[Photo-based referring expression data]
=== Begin Enclosure ===
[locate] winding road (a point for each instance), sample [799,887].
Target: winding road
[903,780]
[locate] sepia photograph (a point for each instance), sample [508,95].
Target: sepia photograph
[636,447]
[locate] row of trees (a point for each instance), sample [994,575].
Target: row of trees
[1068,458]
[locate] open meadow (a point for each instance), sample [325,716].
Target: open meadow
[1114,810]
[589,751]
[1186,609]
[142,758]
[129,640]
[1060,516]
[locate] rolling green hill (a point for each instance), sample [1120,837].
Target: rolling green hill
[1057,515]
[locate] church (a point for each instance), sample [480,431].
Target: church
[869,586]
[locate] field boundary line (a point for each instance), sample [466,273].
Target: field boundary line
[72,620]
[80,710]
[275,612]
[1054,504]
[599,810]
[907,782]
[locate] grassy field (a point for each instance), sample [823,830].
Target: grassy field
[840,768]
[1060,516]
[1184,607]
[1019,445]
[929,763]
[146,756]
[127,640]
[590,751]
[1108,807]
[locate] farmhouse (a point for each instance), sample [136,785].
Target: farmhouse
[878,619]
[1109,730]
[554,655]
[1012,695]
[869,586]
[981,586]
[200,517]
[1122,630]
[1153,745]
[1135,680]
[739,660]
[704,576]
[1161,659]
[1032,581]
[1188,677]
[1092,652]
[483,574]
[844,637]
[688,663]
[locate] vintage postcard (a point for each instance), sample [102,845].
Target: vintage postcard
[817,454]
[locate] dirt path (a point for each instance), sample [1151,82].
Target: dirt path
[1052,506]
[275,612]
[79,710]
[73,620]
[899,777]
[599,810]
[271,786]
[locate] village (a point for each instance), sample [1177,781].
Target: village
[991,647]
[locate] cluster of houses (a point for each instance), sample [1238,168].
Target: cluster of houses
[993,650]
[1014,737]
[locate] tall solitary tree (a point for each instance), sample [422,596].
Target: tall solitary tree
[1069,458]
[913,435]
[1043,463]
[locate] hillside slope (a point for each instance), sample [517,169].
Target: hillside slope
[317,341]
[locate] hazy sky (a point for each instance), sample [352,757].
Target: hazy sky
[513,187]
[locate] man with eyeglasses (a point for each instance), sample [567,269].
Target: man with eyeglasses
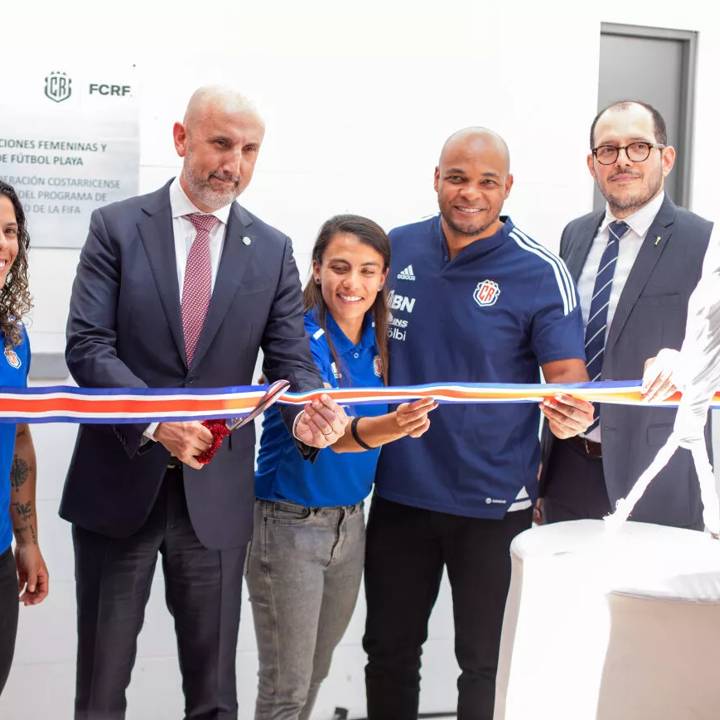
[636,264]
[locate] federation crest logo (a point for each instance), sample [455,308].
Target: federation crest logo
[377,366]
[12,358]
[58,86]
[486,293]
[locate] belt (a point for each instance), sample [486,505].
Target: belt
[587,447]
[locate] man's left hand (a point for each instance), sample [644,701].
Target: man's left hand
[567,415]
[320,423]
[33,577]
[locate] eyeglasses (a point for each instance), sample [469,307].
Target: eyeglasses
[635,152]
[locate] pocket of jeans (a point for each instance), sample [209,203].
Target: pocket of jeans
[289,513]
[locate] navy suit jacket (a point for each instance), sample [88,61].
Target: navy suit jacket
[651,314]
[125,330]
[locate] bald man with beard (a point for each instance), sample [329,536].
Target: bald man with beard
[473,299]
[179,288]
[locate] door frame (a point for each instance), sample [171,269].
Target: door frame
[688,40]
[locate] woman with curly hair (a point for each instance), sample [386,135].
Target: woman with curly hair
[25,573]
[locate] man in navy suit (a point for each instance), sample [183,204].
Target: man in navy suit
[645,284]
[178,288]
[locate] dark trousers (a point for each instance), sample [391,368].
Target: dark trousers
[202,591]
[406,551]
[574,485]
[8,613]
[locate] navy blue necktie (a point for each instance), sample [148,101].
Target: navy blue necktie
[596,329]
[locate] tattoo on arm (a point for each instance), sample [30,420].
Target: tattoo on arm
[19,473]
[21,531]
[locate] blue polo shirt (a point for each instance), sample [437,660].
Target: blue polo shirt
[501,308]
[334,479]
[14,364]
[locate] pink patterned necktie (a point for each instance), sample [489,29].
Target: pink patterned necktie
[198,279]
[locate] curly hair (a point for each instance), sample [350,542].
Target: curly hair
[15,298]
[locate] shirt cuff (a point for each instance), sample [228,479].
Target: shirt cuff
[297,417]
[149,431]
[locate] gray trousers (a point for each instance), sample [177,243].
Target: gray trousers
[304,571]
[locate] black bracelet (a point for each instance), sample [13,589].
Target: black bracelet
[356,437]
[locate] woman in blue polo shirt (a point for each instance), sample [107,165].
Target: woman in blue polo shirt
[26,570]
[306,556]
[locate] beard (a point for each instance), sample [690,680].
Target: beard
[469,228]
[636,200]
[201,188]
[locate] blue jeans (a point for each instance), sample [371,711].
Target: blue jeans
[304,571]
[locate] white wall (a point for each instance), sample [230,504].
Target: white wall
[358,99]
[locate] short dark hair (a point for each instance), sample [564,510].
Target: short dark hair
[658,120]
[369,233]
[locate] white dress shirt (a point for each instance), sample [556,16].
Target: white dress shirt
[183,236]
[639,224]
[184,232]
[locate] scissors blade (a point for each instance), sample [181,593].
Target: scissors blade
[271,396]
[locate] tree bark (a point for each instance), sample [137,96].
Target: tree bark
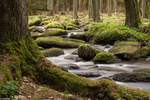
[75,9]
[109,7]
[13,19]
[50,6]
[132,13]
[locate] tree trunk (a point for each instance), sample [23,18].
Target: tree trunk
[109,7]
[90,7]
[22,57]
[75,9]
[115,6]
[13,19]
[50,6]
[132,13]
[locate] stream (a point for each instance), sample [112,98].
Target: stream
[75,65]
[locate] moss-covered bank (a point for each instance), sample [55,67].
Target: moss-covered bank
[25,59]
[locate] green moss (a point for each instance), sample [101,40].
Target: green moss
[145,70]
[54,24]
[87,52]
[34,65]
[126,50]
[34,20]
[108,34]
[79,36]
[104,57]
[48,42]
[143,52]
[52,52]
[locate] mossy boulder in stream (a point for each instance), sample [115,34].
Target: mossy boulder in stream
[50,32]
[87,52]
[104,57]
[126,50]
[34,20]
[52,52]
[132,77]
[48,42]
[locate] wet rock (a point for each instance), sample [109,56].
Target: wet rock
[70,57]
[87,52]
[55,41]
[132,77]
[37,29]
[89,74]
[104,58]
[73,66]
[125,50]
[52,52]
[75,52]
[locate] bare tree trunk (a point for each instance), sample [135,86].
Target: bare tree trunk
[132,13]
[50,6]
[75,9]
[109,7]
[115,5]
[13,19]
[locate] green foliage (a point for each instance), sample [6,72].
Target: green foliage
[109,33]
[48,42]
[34,20]
[104,57]
[10,89]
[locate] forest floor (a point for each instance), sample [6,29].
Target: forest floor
[33,91]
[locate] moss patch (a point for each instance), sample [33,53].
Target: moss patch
[34,20]
[52,52]
[87,52]
[108,34]
[48,42]
[126,49]
[104,57]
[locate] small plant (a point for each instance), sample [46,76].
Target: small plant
[10,89]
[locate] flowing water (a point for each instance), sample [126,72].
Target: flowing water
[97,71]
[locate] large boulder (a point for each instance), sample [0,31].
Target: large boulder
[87,52]
[49,42]
[52,52]
[132,77]
[126,50]
[104,57]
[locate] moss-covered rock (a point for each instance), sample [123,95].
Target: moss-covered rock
[79,36]
[143,52]
[104,57]
[144,70]
[54,24]
[132,77]
[126,50]
[87,52]
[52,52]
[48,42]
[50,32]
[34,20]
[108,34]
[26,58]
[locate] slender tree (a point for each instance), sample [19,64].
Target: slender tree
[75,8]
[109,7]
[132,13]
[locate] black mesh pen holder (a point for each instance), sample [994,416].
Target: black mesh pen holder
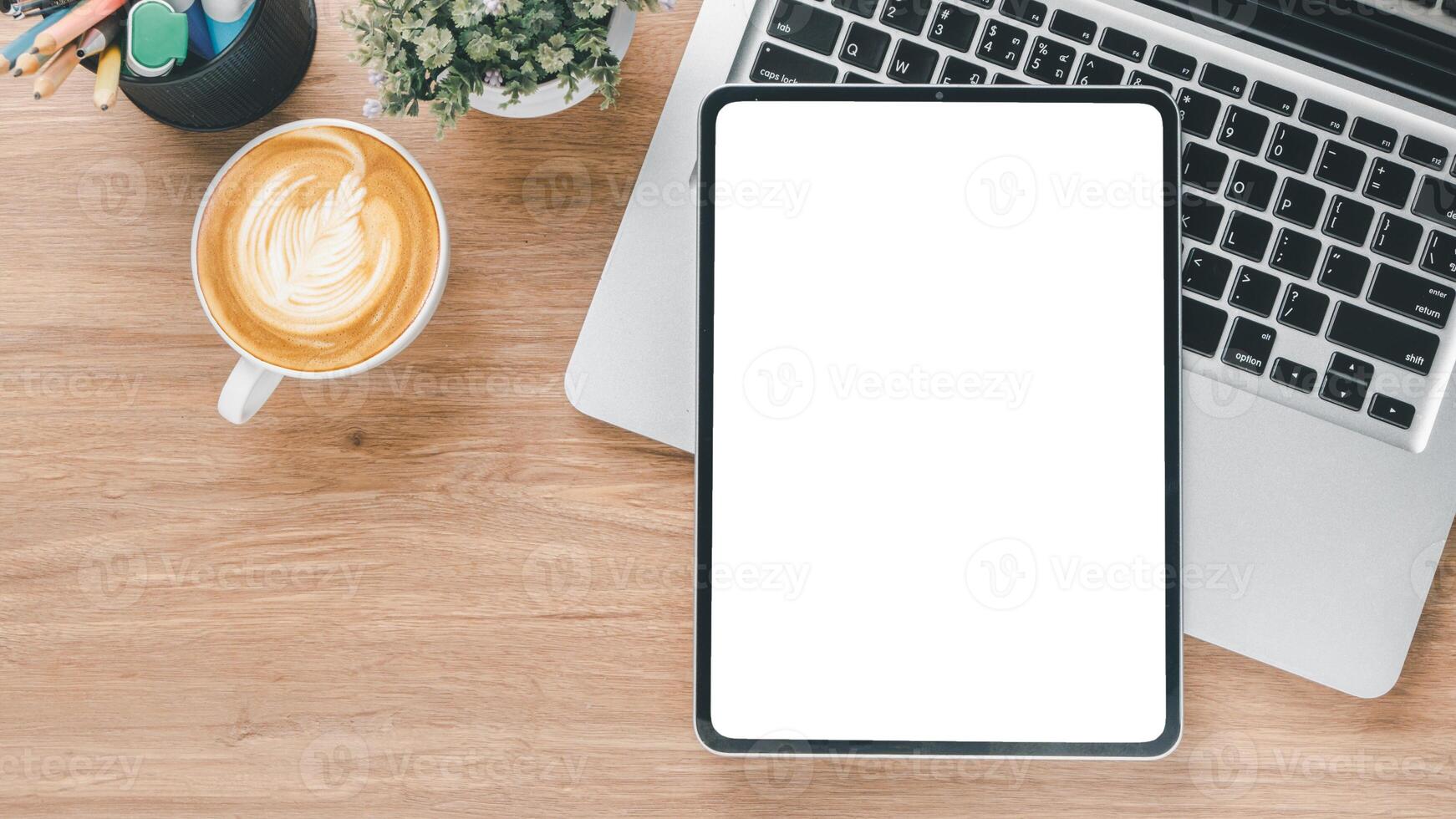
[248,79]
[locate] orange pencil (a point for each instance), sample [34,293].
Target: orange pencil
[86,15]
[56,72]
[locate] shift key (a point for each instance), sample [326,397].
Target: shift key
[1377,336]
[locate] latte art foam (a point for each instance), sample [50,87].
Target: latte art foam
[318,249]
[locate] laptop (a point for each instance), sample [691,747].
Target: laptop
[1318,217]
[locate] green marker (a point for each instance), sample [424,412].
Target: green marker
[156,38]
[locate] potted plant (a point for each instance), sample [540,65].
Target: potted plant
[508,57]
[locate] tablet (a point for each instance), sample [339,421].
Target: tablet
[938,477]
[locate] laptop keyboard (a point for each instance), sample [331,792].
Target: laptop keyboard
[1320,227]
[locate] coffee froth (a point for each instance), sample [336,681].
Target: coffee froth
[318,249]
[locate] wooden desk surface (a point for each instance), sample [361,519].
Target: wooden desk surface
[437,589]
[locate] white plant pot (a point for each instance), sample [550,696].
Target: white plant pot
[549,96]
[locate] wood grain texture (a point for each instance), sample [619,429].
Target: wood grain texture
[437,589]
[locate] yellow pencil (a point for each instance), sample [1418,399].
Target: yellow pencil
[108,73]
[56,72]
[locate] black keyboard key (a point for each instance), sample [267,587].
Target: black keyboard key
[1145,79]
[1200,218]
[1002,44]
[1344,271]
[1204,168]
[1224,80]
[1197,112]
[1392,410]
[1244,130]
[1303,308]
[1126,45]
[1440,255]
[806,27]
[1171,61]
[778,64]
[1251,185]
[1397,237]
[865,47]
[1254,292]
[1379,336]
[1301,202]
[1348,220]
[906,15]
[1342,392]
[1436,200]
[1273,98]
[1250,345]
[1292,147]
[1321,115]
[1340,165]
[1424,151]
[863,8]
[912,63]
[1098,70]
[1389,182]
[1375,135]
[1203,326]
[954,27]
[1206,274]
[1247,236]
[1073,27]
[1411,296]
[1292,374]
[1030,12]
[1352,367]
[960,73]
[1295,253]
[1050,61]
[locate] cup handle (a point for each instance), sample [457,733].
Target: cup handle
[247,390]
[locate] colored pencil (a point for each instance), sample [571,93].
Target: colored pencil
[108,73]
[56,70]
=== End Enclosure ===
Among the records above, only the lines between the line holding "[locate] field boundary" and the line holding "[locate] man with", inclusive, are to be output, exactly as written.

- [Written reply]:
[locate] field boundary line (a point for each instance), sample [466,273].
Target: field boundary line
[72,620]
[80,710]
[275,612]
[1054,504]
[599,810]
[907,782]
[locate] grassy field (a point for each instance), sample [823,830].
Target: grassy field
[840,768]
[1060,516]
[1184,607]
[1019,445]
[929,763]
[146,756]
[127,640]
[590,751]
[1108,807]
[locate] farmhouse (a point for each instance), sample [136,785].
Target: farmhouse
[878,619]
[1109,730]
[554,655]
[1012,695]
[869,586]
[981,586]
[200,517]
[1122,630]
[1153,745]
[1135,680]
[739,660]
[704,576]
[1161,659]
[1032,581]
[1188,677]
[1092,652]
[483,574]
[844,637]
[688,663]
[locate] vintage postcard (a point for each instance), sample [102,845].
Target: vintage postcard
[817,454]
[locate] dirt path (a point for each instance), sample [1151,82].
Target: dirt path
[1052,506]
[275,612]
[79,710]
[73,620]
[899,777]
[599,810]
[271,786]
[locate] village (a point for each instance), sample [1177,781].
Target: village
[991,647]
[locate] cluster of houses (a point for each instance), sample [1238,168].
Target: cluster of houses
[993,650]
[1014,737]
[locate] tall solitary tree (a point for each instance), sample [422,596].
Target: tall solitary tree
[1069,458]
[913,435]
[1043,463]
[locate] hillside slope (a point for each instance), sample [517,169].
Target: hillside slope
[317,341]
[locate] hazy sky (a point for each instance), sample [352,757].
Target: hazy sky
[513,187]
[locate] man with eyeglasses (a point for each instance), sample [567,269].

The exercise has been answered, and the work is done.